(The records):
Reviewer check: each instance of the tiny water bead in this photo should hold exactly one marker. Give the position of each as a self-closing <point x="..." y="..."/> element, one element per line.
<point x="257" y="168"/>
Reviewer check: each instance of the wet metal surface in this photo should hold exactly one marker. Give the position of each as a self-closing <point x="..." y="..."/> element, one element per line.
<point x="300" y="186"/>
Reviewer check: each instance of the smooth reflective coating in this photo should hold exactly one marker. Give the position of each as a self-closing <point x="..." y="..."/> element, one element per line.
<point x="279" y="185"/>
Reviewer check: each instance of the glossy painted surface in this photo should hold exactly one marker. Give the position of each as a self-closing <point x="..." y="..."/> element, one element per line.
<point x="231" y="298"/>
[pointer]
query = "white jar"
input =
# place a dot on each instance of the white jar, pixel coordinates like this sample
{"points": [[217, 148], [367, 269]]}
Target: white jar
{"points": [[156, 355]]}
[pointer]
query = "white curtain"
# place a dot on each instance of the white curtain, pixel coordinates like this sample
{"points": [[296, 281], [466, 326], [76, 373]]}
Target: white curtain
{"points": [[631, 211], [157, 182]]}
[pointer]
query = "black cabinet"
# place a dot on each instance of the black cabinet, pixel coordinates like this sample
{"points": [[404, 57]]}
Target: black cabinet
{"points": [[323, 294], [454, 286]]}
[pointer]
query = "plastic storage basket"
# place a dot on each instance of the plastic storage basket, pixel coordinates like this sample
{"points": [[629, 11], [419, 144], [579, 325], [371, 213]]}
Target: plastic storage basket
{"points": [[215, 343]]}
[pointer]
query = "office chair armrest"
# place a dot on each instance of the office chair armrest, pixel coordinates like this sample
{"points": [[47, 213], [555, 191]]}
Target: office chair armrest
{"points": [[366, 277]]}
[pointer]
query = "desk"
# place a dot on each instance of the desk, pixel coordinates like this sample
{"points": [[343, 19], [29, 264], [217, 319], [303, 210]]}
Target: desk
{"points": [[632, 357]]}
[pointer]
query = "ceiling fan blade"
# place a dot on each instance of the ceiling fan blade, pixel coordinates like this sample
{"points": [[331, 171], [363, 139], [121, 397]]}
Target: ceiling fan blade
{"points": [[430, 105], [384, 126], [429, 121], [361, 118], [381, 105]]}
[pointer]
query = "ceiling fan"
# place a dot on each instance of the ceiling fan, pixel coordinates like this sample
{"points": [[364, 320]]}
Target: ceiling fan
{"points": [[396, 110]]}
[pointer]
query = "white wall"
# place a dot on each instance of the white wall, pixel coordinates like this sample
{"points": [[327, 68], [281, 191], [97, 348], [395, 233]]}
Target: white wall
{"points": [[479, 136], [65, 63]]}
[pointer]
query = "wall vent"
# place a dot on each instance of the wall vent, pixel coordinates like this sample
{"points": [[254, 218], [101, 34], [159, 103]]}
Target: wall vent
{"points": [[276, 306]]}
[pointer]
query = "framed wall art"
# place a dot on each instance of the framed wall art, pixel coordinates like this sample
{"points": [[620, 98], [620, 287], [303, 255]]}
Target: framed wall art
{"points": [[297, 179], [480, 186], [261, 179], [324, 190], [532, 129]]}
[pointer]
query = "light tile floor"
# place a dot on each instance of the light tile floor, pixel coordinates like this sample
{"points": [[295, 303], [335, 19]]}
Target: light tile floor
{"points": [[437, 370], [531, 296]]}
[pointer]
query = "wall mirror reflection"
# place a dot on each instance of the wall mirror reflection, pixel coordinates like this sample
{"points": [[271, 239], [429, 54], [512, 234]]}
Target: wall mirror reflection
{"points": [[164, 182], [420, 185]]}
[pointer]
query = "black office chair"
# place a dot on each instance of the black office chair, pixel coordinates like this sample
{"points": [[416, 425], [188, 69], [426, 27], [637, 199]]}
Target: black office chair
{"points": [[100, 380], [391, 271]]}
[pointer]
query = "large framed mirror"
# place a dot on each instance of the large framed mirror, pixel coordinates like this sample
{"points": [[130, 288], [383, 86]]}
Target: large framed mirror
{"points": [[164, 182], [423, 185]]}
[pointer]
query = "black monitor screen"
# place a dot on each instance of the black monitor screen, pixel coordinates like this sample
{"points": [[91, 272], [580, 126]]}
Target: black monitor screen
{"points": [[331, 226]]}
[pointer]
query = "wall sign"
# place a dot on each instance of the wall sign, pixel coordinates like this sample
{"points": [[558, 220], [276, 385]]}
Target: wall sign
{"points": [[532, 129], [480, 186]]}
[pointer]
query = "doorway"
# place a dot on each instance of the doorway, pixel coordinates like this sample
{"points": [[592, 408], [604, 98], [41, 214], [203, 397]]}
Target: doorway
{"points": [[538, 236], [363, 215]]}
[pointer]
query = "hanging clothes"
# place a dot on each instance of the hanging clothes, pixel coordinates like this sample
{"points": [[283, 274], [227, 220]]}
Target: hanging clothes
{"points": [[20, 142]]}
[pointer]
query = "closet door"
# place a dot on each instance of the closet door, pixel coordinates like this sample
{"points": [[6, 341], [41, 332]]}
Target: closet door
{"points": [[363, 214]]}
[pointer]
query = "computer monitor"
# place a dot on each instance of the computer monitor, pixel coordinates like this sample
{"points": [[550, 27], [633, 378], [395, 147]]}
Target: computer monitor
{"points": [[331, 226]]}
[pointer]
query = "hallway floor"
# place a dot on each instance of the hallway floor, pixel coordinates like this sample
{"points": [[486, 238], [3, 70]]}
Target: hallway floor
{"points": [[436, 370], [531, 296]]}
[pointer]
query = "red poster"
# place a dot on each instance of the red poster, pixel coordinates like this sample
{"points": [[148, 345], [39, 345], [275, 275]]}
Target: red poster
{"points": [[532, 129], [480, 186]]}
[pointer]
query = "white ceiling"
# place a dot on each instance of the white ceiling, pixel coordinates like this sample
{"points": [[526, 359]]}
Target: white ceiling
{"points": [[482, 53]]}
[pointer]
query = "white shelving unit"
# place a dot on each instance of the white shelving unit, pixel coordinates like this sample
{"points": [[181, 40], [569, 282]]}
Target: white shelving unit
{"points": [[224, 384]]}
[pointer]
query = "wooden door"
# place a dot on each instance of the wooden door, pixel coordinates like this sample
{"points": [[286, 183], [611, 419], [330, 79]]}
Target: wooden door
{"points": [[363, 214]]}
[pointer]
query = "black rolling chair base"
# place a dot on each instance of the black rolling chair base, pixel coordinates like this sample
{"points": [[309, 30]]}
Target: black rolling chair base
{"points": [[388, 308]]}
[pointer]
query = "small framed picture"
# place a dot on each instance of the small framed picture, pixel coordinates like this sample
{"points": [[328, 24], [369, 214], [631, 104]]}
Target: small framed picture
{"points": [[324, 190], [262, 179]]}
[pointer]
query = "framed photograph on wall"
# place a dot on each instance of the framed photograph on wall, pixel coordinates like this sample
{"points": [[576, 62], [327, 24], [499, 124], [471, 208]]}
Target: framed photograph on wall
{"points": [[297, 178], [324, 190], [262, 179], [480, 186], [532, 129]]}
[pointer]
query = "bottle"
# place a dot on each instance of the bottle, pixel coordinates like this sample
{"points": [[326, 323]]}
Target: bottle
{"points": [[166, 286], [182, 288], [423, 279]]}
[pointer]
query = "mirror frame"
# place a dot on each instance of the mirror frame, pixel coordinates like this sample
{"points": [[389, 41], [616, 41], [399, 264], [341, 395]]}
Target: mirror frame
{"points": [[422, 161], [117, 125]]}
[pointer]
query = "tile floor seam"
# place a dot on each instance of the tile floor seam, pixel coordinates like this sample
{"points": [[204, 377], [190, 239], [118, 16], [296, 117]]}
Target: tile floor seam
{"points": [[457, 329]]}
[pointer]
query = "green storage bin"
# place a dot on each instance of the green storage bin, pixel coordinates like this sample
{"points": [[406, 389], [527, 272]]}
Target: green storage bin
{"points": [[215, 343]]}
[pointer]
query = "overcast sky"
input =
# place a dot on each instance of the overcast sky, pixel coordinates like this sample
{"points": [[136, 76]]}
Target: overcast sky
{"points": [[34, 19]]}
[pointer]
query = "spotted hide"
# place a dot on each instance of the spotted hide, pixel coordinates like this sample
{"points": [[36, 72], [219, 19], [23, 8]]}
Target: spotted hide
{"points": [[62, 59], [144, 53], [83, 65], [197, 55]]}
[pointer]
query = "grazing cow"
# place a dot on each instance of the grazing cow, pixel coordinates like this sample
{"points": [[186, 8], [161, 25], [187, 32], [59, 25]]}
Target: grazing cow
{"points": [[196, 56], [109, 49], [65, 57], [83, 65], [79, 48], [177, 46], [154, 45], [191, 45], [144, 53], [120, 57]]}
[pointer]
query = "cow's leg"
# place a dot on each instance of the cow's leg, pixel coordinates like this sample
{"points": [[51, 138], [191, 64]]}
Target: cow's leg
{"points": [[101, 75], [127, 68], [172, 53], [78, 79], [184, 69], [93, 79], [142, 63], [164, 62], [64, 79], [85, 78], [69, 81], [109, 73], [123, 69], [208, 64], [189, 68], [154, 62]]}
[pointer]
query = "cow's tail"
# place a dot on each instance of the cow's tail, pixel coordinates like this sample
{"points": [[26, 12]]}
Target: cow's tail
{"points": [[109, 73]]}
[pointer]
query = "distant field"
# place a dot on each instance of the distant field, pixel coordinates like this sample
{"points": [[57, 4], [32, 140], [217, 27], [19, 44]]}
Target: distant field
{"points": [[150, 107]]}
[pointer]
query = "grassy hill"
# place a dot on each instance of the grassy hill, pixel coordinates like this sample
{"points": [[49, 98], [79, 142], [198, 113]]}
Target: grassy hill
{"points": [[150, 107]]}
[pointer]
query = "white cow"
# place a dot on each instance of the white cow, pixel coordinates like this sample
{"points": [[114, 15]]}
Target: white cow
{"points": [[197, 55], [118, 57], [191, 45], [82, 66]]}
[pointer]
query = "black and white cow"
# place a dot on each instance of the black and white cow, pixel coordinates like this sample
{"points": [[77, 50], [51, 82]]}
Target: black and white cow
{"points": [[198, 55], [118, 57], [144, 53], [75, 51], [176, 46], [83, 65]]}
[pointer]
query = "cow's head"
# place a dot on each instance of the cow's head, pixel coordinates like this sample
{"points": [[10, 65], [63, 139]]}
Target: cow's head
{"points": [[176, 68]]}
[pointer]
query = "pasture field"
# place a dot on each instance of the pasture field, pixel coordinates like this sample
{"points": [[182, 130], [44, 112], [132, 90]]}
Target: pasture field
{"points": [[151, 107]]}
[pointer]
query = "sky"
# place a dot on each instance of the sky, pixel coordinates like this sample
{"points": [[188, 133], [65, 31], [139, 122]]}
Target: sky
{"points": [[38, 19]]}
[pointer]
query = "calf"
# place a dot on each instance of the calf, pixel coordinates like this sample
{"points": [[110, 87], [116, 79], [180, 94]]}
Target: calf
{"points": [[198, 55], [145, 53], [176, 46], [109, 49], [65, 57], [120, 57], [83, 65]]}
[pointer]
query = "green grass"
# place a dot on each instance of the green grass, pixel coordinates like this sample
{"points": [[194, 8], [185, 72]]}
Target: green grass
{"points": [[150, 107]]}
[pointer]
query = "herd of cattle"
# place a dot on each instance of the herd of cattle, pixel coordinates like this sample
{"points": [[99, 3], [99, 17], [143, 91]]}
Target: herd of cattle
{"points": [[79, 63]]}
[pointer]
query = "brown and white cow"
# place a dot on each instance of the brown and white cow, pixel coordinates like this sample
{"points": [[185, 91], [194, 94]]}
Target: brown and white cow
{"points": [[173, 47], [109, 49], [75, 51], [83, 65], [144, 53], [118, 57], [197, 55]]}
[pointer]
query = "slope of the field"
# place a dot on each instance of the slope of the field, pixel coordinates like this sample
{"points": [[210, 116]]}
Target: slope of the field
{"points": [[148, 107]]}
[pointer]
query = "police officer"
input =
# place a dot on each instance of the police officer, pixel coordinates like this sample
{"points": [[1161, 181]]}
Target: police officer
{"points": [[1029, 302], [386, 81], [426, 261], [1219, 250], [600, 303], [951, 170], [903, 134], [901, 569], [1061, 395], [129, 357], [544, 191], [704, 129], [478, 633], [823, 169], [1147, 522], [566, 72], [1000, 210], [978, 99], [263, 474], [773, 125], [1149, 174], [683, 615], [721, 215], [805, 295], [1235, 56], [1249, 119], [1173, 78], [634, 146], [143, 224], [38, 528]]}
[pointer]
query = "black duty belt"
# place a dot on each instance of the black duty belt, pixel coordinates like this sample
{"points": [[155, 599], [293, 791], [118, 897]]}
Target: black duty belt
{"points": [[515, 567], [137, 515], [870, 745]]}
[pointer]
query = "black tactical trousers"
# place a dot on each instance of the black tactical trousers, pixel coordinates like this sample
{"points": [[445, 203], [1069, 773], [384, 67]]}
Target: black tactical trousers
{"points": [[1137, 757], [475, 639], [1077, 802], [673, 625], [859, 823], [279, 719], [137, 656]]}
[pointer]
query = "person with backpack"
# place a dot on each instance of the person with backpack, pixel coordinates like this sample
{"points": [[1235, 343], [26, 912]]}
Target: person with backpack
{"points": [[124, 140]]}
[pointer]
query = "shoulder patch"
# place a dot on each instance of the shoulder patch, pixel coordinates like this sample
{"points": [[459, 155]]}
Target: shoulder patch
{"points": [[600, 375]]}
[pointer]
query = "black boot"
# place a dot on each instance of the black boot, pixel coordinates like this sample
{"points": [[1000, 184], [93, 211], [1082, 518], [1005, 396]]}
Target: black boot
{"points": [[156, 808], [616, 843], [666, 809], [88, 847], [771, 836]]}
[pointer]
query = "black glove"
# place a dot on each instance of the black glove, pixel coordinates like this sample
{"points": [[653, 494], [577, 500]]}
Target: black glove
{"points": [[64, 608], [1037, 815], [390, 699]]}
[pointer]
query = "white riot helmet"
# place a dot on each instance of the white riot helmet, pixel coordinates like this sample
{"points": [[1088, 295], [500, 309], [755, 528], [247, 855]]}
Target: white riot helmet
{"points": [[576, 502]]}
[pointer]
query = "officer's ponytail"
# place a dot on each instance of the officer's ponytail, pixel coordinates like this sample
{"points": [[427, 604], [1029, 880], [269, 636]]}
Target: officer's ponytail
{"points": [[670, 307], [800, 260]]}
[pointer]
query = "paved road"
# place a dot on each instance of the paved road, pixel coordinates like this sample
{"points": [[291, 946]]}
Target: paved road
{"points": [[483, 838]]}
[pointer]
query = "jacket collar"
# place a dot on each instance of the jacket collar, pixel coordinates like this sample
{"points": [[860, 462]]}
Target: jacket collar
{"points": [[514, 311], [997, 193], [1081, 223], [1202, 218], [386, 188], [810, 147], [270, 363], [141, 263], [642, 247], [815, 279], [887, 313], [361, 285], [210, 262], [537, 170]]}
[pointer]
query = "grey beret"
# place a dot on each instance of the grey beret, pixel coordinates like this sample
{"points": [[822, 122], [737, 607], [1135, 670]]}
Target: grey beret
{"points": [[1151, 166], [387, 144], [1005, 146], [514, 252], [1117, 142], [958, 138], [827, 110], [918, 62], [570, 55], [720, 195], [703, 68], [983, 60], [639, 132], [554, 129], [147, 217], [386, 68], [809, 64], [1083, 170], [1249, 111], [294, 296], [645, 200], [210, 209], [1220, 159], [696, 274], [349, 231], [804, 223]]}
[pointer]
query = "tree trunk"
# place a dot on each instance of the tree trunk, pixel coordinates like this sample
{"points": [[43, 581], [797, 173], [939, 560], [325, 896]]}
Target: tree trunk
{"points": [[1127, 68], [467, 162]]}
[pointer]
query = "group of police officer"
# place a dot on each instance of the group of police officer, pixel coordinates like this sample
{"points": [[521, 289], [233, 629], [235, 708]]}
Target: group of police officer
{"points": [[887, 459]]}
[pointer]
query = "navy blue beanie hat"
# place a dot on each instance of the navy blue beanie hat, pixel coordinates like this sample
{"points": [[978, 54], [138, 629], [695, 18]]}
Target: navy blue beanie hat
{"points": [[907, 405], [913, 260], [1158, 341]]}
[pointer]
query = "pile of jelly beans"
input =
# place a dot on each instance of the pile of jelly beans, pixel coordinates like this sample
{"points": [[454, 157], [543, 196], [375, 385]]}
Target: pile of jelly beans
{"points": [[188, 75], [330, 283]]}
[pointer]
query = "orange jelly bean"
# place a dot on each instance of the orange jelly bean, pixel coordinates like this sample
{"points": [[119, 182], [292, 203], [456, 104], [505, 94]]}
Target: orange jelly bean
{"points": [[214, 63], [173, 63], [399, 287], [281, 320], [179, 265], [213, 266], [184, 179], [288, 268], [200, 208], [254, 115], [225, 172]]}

(Assignment): From the records above, extract exactly and only the lines that begin at the line with "glove, pixel coordinates like this sample" and stop after the line with "# place a dot on each instance of the navy".

(Result for this task):
# place a dot on each instance of the black glove, pixel coordinates like this sample
{"points": [[653, 494], [577, 500]]}
Target: black glove
{"points": [[64, 608], [1037, 815], [390, 699]]}
[pointer]
query = "white riot helmet"
# place a dot on each instance of the white riot helmet, pixel coordinates like this sample
{"points": [[1088, 295], [500, 309], [755, 528], [247, 855]]}
Target: white riot helmet
{"points": [[576, 502]]}
[pointer]
query = "officer's ponytail"
# place a dot on each instance of the officer's ponytail, pixel coordinates like this sample
{"points": [[427, 604], [1029, 880], [269, 636]]}
Target: officer's ponytail
{"points": [[670, 307], [800, 260]]}
[pointer]
query = "paved road"
# place a dot on each instance of the paved road, pixel coordinates like this sample
{"points": [[291, 946]]}
Target: paved road
{"points": [[483, 838]]}
[pointer]
query = "jacket collar"
# place a dot on each instance of the jacket collar, pixel coordinates like this sample
{"points": [[860, 462]]}
Target: jacket collar
{"points": [[514, 311], [997, 193], [1081, 223], [1202, 218], [386, 188], [810, 147], [270, 363], [141, 263], [642, 247], [815, 279], [887, 313], [361, 285], [210, 262], [537, 170]]}
[pointer]
query = "grey beret"
# place a dot on each instance of the grey beret, pixel coordinates like this sample
{"points": [[822, 122], [737, 607], [1135, 670]]}
Target: grey beret
{"points": [[1151, 166], [387, 144], [1005, 146], [514, 252], [1117, 142], [958, 138], [827, 110], [918, 62], [570, 55], [720, 195], [703, 68], [983, 60], [639, 132], [554, 129], [147, 217], [386, 68], [809, 64], [1083, 170], [1249, 111], [294, 296], [645, 200], [210, 209], [1220, 159], [696, 274], [349, 231], [804, 223]]}
[pointer]
query = "tree trunk"
# place a dot on each instance of the tree trunk, pixel coordinates like this sample
{"points": [[43, 581], [797, 173], [939, 560], [325, 896]]}
Target: tree trunk
{"points": [[1127, 68], [467, 162]]}
[pointer]
query = "group of police officer"
# place a dot on each instance of the group of police officer, pixel coordinates like this sample
{"points": [[521, 289], [233, 629], [235, 708]]}
Target: group of police officer
{"points": [[887, 459]]}
[pointer]
query = "navy blue beanie hat"
# place a dot on each instance of the navy blue beanie hat, pixel coordinates like this sample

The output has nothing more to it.